_CONSIGNE_: Mettez à jour le passage du texte sur les Restos du cœur qui va de "Patrice Douret, le" jusqu'à "pauvres de demain." en y remplaçant "mamans seules" par "mères seules".

_TEXTE DU DOCUMENT_:
----

En trente-sept années d'existence, les Restos du cœur n'avaient jamais connu une telle situation, c'est pour ça qu'elle nous inquiète. Il y a eu une succession de crises  – crise sanitaire puis crise inflationniste – qui n'a pas permis à ceux qu'on accueille de souffler. Notre responsabilité est de les aider à sortir la tête de l'eau, afin d'éviter qu'ils ne basculent dans une précarité durable.

Patrice Douret, le président des Restos du cœur, le 29 juin 2021. (MAXPPP)

Quelles évolutions avez-vous constatées dans le profil des bénéficiaires ?

On accueille davantage de familles monoparentales, avec des mamans seules. Plus d'un enfant de moins de 3 ans sur quatre né dans une famille pauvre en France est accueilli aux Restos. Et le nombre de ces très jeunes enfants bénéficiaires est en hausse de 25% depuis le mois d'avril. La petite enfance était déjà l'une de nos priorités, mais après six mois d'inflation, on se rend compte qu'on va devoir aller plus vite et plus loin. On doit tout faire pour briser cette chaîne de reproduction de la précarité : il faut empêcher ces enfants de devenir les adultes pauvres de demain.

----

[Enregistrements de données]
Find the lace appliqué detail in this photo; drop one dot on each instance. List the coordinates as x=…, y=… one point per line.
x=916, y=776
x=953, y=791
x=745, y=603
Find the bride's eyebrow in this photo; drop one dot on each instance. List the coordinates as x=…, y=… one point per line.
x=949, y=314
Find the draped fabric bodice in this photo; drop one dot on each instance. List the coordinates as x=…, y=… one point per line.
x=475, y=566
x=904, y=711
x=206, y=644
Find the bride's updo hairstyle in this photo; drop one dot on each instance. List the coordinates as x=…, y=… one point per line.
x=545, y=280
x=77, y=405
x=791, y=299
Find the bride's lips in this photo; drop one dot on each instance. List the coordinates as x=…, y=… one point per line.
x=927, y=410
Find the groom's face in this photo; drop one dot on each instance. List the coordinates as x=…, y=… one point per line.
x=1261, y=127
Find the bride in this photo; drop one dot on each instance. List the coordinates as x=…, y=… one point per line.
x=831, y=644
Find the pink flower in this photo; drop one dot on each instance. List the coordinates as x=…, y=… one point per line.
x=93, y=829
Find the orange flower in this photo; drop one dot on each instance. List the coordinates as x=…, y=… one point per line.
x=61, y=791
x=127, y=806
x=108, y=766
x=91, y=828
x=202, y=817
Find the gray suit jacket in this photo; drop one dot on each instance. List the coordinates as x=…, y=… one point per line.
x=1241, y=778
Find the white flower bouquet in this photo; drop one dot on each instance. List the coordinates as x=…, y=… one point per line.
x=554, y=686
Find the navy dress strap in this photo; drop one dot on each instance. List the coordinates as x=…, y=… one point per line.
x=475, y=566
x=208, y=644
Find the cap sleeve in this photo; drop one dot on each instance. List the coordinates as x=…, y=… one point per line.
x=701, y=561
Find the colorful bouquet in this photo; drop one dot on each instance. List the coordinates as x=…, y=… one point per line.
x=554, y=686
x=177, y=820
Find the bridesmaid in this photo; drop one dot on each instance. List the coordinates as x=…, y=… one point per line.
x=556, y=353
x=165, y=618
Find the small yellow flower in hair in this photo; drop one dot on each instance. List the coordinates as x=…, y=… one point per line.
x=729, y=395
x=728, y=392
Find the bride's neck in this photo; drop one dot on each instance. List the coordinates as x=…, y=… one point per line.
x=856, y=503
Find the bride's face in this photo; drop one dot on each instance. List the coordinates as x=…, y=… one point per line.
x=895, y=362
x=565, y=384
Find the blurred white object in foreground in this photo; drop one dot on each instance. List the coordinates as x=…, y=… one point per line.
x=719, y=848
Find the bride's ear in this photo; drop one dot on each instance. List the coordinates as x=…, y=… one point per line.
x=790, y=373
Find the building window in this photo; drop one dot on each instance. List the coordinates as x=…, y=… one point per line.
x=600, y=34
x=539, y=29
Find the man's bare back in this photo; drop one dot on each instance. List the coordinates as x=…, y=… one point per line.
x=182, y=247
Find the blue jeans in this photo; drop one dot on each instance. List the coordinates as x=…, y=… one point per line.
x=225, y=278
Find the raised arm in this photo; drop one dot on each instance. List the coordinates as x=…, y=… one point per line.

----

_RÉPONSE ATTENDUE_:
Patrice Douret, le président des Restos du cœur, le 29 juin 2021. (MAXPPP)

Quelles évolutions avez-vous constatées dans le profil des bénéficiaires ?

On accueille davantage de familles monoparentales, avec des mères seules. Plus d'un enfant de moins de 3 ans sur quatre né dans une famille pauvre en France est accueilli aux Restos. Et le nombre de ces très jeunes enfants bénéficiaires est en hausse de 25% depuis le mois d'avril. La petite enfance était déjà l'une de nos priorités, mais après six mois d'inflation, on se rend compte qu'on va devoir aller plus vite et plus loin. On doit tout faire pour briser cette chaîne de reproduction de la précarité : il faut empêcher ces enfants de devenir les adultes pauvres de demain.